● **EXERCISE DIRECTIONS**: Select every row below that contains the word "collar", and copy each of those rows in full.

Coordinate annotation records
────────────────

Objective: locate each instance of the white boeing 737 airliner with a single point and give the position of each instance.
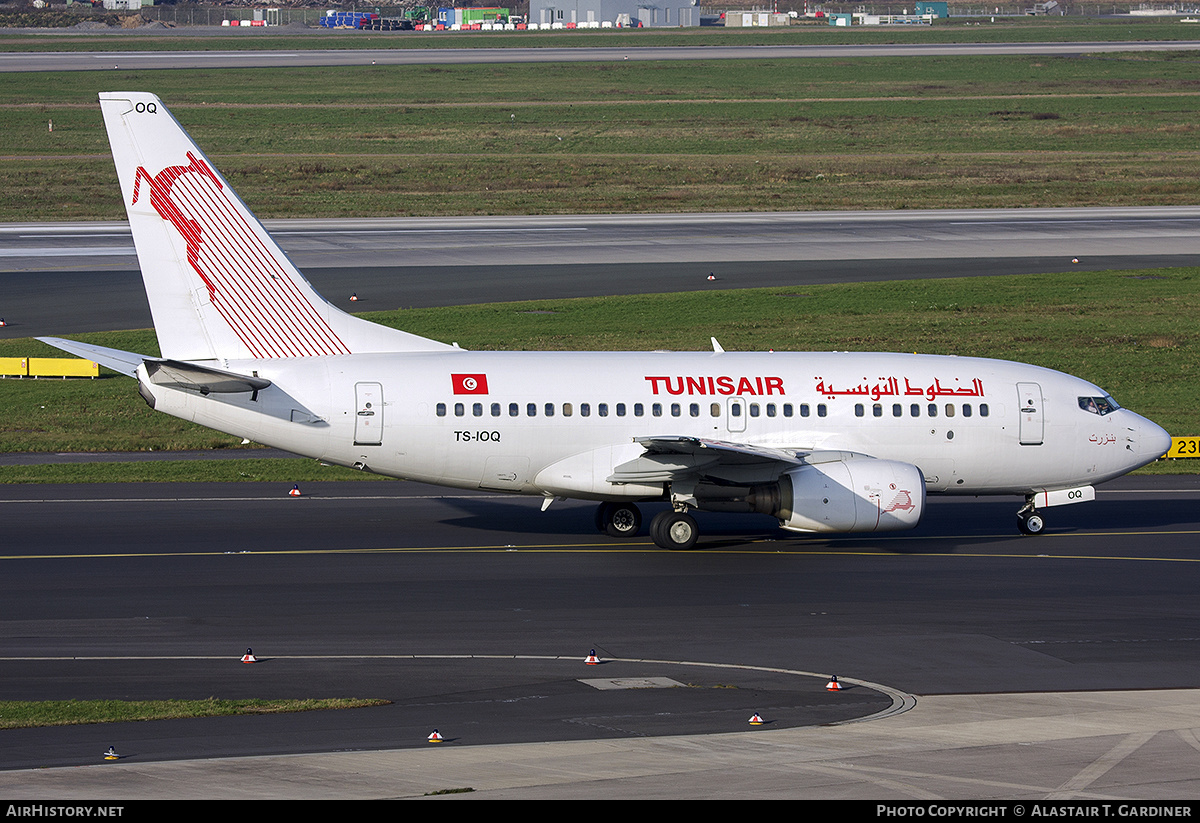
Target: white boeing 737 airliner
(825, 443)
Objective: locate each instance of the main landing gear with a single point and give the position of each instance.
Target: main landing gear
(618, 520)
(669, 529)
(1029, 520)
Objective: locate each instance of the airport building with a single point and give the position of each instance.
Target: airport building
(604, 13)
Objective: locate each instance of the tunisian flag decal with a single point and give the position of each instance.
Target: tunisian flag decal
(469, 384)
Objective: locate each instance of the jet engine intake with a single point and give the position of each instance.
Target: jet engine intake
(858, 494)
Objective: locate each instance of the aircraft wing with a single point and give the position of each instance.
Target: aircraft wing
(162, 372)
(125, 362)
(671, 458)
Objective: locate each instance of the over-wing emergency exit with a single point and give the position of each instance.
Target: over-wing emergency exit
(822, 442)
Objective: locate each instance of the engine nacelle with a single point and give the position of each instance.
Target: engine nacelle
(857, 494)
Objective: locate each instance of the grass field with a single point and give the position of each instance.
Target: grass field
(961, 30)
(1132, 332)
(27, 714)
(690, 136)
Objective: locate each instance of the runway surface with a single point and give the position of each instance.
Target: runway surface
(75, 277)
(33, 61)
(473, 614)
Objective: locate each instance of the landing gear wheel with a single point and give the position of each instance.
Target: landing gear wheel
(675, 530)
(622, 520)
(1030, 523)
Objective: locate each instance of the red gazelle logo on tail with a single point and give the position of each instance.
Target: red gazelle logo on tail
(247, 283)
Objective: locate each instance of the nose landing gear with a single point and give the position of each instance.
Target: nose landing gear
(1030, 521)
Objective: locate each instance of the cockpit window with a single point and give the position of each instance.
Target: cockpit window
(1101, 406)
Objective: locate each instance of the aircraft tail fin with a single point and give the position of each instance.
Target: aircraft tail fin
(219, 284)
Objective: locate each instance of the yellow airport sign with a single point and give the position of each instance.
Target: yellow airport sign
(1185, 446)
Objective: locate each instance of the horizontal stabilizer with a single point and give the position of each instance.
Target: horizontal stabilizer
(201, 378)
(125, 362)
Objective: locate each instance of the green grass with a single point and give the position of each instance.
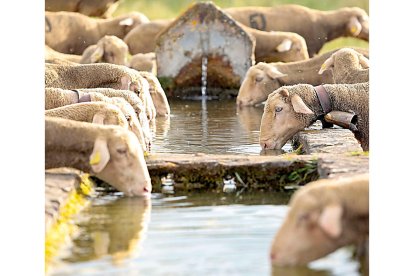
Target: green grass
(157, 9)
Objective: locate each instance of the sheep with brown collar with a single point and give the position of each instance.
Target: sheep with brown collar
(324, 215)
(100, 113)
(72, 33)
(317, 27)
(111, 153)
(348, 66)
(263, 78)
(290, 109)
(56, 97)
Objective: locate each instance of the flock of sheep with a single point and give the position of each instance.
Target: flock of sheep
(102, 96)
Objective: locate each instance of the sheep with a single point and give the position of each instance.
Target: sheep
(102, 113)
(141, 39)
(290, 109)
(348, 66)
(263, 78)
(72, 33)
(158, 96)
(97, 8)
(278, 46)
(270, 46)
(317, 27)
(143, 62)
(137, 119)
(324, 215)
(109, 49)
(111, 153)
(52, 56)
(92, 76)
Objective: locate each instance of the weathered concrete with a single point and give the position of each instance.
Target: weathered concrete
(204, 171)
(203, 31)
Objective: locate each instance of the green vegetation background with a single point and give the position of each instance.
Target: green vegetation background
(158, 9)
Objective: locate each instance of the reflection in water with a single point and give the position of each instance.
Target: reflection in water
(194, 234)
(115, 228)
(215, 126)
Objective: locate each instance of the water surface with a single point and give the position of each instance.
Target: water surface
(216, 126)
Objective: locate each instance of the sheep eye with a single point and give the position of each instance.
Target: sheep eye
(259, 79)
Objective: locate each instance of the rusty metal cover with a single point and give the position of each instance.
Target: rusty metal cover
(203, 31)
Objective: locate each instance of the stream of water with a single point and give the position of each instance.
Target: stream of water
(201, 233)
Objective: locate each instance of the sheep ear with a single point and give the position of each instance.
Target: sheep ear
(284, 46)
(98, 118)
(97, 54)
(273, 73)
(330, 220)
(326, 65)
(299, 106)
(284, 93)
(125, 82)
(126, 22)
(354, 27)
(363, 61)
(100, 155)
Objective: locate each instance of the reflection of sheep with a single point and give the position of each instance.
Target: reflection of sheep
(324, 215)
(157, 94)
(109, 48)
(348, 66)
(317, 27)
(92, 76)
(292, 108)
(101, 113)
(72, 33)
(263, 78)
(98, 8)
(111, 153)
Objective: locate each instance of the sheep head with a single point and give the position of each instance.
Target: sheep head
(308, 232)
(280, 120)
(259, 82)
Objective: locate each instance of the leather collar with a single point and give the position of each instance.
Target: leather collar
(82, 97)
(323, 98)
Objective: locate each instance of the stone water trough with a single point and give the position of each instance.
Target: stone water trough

────────────────

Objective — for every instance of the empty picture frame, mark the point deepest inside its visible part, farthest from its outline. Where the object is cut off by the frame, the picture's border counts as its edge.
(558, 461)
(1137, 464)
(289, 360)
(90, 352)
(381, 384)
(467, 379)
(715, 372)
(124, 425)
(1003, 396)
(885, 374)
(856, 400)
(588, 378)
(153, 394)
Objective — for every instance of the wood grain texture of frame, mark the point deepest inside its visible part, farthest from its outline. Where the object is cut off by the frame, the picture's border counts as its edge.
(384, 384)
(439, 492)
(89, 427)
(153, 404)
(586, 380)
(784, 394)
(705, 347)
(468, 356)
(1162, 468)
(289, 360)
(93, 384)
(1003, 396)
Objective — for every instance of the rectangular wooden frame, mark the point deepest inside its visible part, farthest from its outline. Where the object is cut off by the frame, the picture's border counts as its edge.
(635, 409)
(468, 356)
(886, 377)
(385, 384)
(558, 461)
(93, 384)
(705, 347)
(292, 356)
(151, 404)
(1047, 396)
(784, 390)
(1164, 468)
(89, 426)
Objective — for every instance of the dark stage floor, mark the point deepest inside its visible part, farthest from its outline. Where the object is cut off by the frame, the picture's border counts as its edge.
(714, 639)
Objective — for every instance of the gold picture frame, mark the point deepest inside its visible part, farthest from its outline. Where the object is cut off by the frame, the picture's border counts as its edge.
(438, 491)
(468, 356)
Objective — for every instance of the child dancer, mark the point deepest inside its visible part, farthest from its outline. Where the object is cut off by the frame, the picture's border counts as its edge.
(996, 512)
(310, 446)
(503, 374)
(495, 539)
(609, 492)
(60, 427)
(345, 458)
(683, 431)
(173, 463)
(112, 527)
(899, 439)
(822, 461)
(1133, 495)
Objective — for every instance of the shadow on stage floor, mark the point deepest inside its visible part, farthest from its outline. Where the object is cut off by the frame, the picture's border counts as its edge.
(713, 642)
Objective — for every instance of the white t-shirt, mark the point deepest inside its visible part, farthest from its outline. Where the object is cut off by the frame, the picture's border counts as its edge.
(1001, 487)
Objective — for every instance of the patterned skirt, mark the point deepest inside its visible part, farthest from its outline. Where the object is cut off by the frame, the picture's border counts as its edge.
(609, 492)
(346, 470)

────────────────

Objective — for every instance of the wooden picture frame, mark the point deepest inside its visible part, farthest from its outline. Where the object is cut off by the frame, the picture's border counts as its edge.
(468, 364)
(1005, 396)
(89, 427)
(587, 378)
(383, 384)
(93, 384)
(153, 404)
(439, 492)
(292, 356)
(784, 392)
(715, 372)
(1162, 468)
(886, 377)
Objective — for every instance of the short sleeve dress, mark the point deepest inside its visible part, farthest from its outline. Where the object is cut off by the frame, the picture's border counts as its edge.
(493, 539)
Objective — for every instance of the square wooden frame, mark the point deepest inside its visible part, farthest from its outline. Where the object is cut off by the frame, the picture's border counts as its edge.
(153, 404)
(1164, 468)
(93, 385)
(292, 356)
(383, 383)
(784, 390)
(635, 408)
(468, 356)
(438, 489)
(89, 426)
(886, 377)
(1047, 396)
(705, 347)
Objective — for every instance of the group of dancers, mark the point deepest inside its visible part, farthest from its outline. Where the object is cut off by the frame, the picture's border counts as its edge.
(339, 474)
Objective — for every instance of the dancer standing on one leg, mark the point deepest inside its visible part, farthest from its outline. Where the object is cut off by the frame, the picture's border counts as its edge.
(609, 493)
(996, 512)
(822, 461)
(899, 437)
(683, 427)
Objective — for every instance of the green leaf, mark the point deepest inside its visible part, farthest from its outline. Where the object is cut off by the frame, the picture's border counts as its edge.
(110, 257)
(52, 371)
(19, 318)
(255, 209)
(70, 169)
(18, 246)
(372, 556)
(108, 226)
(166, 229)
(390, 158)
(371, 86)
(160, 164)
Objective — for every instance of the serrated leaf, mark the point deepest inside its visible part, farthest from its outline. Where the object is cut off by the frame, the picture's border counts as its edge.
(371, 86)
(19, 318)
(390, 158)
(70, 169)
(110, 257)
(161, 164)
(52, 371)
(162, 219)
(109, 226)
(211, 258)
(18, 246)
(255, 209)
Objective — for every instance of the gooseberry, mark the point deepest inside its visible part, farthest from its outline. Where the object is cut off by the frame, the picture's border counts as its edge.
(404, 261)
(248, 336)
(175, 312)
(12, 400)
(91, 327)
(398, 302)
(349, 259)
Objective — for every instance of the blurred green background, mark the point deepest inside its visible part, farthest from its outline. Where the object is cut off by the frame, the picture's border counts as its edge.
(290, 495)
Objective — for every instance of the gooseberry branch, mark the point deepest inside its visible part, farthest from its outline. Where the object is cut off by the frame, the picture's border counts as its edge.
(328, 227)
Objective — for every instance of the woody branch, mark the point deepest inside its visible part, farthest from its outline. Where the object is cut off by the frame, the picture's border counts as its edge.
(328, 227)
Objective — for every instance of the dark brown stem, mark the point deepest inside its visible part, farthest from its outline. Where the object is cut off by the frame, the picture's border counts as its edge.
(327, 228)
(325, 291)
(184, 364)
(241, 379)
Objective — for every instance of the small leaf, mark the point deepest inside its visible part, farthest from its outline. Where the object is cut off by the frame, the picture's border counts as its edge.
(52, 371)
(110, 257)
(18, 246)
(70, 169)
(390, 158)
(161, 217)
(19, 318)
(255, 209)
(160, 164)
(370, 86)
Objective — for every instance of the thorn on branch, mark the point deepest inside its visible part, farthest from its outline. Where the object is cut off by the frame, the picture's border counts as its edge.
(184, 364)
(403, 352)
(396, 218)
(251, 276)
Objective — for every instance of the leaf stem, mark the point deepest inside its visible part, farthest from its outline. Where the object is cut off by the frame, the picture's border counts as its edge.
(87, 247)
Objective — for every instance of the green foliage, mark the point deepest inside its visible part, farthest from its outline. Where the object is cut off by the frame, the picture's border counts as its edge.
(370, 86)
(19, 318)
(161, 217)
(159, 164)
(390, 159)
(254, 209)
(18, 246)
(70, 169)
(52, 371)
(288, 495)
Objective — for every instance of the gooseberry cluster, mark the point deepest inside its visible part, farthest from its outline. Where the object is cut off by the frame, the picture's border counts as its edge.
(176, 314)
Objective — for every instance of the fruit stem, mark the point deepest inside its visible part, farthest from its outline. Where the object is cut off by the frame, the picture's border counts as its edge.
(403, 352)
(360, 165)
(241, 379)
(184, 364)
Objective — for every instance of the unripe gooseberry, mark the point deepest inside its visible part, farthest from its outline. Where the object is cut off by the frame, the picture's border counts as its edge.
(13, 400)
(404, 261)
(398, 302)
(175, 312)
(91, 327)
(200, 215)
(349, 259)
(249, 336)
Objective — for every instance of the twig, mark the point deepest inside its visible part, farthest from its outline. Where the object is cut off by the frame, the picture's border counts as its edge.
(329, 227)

────────────────

● **TASK OUTPUT**:
Objective: locate each instance of the sheep with brown collar with a single point and give the position of each instance.
Target: sheep with brown collar
Objective: locate each instance of the leather collar with a single point and give the position of each instance.
Target: leather collar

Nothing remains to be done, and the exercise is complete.